__DOCUMENT__
=======
BERNARD GATHIGE NGUAH v AGIP (KENYA) LIMITED [1986] KECA 75 (KLR)

Full Case Text

REPUBLIC OF KENYA

IN THE COURT OF APPEAL

AT NAIROBI

(Coram: Kneller, Nyarangi, JJ A and Gachuhi, Ag J A)

CIVIL APPEAL 35 OF 1984

BETWEEN

BERNARD GATHIGE NGUAH ……………………..........................…….……………… APPELLANT

AND

AGIP (KENYA) LIMITED …………………………..................…......……………..…. RESPONDENT

(Appeal from the judgment of the High Court of Kenya at Nairobi (Porter, J ) dated June

17, 1983

In

Civil Suit 3224 of 1979)

____________________

JUDGEMENT OF KNELLER, J A

I, too, would dismiss the appeal with costs.

Unreservedly I agree that because Anna Njambi Gathige did not sign the Agip Operator Agreement, she was not made a defendant, did not intervene in any manner and the appellant made no issue out of this in the High Court or in this one, we need not be ensnared by it now. And that it was proved by the respondent on the balance of probabilities at the trial that the appellant had

(i) Failed in various years to obtain a current trading licence.

(ii) Either threatened with a bow and arrow or driven off his petrol station in Park Road, Nairobi or, having allowed onto it or found on it then unlawfully detained in his office. One of the servants or agents of the respondent, all of which so ruffled his feelings he refused to visit it on duty on behalf of the respondent ( or at all I expect ).

(iii) Failed to send in to the respondent records of his sales of their products; and

(iv) Refused on occasions to let its representatives examine those records.

Any of these breaches, and of course, all of them, entitled the respondent to terminate the agreement without notice.

The alleged failure to reach the target of (agreed) sales of various products of the respondent in one month may or may not have been proved by the standard required in a civil action because the appellant’s order together with the respondent’s delivery note and earlier receipt for cash for it do not tally so far as I can tell in the amount of time available for analysing the documents relating to such a matter, so, giving the appellant the benefit of the doubt, I would have found that in that particular month he did not sell enough of the respondent’s products as he agreed to do but he has a reasonable (lawful) excuse for not doing so. No-one in this world can sell what he has paid for in advance but has not been given to sell in the stipulated period. The appellant in his submission on this was greatly vexed by the finding of the High Court to the contrary, but, in my view, it is, at the most, only one finding and does not profit him in the end in relation to his recurrent rumbling troubles with the respondent.

That apart, however, I can return to the finding and conclusion of Nyarangi, J A that the decision of the High Court judge was obviously right in the result he reached.

Gachuhi, Ag J A agrees.

The consequence is that this court now dismisses this appeal with costs.

Dated and delivered at Nairobi this 4th day of July, 1986.

A A Kneller

Judge of Appeal

REPUBLIC OF KENYA

IN THE COURT OF APPEAL

AT NAIROBI

(Coram: Kneller, Nyarangi, JJ A and Gachuhi, Ag J A)
=======
__DATA EXTRACT__

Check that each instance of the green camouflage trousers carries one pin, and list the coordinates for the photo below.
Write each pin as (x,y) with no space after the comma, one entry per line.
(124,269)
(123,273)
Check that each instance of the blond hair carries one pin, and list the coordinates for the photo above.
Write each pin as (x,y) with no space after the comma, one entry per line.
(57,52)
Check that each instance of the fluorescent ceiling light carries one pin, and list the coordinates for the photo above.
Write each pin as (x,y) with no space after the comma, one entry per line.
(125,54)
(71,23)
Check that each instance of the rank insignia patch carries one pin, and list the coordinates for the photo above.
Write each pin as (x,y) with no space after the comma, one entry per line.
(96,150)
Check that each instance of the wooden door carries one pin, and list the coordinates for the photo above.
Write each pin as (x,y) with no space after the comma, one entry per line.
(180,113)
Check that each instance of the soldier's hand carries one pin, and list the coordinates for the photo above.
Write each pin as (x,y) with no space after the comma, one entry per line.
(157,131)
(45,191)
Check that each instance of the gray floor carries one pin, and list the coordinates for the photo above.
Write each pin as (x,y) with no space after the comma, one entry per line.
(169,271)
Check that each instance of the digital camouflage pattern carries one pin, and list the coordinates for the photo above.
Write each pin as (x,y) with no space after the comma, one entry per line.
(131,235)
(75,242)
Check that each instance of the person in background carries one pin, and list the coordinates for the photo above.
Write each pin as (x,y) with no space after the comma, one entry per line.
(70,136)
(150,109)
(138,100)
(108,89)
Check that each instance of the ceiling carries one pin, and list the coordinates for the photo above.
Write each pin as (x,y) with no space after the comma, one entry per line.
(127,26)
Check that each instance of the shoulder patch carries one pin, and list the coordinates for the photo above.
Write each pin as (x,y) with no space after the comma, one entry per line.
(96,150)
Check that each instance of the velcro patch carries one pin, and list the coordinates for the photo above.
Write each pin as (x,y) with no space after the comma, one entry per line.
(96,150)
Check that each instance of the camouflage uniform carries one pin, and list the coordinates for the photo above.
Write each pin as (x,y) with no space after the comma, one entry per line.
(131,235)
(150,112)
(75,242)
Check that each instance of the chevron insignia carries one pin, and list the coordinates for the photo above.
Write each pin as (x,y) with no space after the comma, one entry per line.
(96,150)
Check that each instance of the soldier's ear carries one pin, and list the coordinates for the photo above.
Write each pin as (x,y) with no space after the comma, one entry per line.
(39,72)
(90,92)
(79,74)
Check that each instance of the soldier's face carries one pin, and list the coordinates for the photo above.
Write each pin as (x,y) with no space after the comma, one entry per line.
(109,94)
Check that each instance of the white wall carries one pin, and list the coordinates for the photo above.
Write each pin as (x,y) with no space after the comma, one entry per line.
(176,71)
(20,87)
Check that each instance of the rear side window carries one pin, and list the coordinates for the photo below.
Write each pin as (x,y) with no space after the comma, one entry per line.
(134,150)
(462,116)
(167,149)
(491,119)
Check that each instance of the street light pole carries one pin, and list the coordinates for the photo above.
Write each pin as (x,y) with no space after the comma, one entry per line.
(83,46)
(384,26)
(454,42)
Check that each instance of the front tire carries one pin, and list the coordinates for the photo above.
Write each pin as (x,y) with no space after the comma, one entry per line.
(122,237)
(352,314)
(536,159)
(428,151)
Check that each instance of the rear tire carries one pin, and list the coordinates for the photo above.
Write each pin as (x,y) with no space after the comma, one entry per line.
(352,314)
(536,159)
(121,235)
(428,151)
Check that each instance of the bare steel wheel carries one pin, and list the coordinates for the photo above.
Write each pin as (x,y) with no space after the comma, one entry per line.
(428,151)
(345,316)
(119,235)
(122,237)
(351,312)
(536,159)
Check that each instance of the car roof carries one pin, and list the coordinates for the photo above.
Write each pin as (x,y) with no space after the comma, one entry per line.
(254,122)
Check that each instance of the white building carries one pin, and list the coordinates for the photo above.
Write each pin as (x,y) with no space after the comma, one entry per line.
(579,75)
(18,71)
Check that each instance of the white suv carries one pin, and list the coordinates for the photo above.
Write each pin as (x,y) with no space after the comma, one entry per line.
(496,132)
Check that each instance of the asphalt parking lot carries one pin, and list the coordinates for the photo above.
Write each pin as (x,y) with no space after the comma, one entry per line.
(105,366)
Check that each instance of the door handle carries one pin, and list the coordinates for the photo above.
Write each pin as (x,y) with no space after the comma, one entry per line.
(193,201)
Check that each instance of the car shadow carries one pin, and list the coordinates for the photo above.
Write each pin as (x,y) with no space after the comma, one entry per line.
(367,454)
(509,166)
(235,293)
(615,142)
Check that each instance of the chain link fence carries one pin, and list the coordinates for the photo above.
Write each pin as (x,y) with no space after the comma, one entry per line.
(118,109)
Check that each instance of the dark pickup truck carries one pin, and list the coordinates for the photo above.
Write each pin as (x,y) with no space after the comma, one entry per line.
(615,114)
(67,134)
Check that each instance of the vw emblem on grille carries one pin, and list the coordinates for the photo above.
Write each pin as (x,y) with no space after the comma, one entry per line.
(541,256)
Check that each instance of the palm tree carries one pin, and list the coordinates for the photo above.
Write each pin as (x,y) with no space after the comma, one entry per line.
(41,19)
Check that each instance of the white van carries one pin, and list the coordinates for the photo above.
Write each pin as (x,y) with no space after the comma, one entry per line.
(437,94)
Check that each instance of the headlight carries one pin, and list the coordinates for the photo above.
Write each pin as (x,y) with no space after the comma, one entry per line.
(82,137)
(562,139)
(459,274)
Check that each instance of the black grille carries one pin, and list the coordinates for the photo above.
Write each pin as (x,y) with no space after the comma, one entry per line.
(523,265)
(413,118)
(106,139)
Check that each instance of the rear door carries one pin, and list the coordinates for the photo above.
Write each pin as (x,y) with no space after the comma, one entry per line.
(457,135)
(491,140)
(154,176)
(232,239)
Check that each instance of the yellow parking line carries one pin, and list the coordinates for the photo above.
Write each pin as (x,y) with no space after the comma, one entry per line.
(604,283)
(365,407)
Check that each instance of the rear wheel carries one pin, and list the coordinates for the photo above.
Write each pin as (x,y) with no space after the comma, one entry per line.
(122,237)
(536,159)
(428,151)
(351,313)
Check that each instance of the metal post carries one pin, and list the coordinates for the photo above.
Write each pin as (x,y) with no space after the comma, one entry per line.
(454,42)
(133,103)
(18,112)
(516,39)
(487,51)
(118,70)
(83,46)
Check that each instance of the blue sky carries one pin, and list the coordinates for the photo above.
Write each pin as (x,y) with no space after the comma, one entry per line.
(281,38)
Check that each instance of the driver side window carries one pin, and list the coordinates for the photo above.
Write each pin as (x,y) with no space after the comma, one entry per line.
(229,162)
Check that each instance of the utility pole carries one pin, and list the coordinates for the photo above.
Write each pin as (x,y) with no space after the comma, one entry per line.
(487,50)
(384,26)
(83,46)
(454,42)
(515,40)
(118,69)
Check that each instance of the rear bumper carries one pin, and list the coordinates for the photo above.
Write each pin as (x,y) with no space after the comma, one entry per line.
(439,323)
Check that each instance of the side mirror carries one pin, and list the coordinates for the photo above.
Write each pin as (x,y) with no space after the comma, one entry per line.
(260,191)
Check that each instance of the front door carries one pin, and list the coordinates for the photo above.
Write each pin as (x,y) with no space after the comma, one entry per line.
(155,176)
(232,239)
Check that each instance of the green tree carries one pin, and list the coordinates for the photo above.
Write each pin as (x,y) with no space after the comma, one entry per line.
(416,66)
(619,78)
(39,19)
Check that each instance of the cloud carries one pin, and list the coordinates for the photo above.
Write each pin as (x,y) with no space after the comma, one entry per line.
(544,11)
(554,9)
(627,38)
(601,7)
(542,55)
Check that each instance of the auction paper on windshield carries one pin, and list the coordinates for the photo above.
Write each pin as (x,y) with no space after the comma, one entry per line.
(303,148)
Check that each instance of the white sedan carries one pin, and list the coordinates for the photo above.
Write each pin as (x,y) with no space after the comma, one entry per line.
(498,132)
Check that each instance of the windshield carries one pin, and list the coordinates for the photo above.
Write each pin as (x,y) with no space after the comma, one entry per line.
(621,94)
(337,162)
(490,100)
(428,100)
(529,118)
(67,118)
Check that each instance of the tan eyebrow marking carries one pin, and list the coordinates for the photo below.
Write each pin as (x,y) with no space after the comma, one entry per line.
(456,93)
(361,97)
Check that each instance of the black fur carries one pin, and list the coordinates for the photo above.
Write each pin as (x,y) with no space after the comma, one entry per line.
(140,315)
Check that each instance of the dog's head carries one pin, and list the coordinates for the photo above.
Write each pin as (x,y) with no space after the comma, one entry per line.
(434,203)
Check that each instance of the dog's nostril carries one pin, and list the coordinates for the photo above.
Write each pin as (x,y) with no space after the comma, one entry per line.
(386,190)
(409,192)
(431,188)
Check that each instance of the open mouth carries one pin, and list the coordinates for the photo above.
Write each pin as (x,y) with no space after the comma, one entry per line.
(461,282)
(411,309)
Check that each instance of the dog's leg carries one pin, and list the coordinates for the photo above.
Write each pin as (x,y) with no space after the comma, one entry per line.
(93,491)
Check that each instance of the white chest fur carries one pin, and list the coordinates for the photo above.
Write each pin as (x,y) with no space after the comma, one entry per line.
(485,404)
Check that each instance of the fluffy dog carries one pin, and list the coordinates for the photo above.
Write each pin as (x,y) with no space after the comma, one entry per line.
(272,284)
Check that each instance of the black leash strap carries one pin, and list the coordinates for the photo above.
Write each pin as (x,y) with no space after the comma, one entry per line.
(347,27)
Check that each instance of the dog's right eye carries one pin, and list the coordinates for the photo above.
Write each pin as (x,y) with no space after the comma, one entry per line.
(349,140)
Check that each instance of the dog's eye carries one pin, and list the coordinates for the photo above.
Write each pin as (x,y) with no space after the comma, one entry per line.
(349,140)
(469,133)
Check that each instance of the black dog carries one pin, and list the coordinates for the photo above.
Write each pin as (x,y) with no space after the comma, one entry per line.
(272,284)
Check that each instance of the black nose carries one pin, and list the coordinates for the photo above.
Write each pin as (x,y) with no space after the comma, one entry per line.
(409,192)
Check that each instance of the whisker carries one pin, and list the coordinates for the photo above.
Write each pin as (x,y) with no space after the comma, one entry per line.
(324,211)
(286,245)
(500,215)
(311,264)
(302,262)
=======
__PROBLEM SET__
[a] In the judgment, rewrite the stretch from "I, too, would" through "current trading licence.", replacing "Agip Operator Agreement" with "Agip Dealer Agreement".
[b] According to the judgment, on what date was it dated and delivered at Nairobi?
The data comes from a source separate from the judgment.

__EXPECTED ANSWERS__
[a]
I, too, would dismiss the appeal with costs.

Unreservedly I agree that because Anna Njambi Gathige did not sign the Agip Dealer Agreement, she was not made a defendant, did not intervene in any manner and the appellant made no issue out of this in the High Court or in this one, we need not be ensnared by it now. And that it was proved by the respondent on the balance of probabilities at the trial that the appellant had

(i) Failed in various years to obtain a current trading licence.

[b] The 4th day of July, 1986.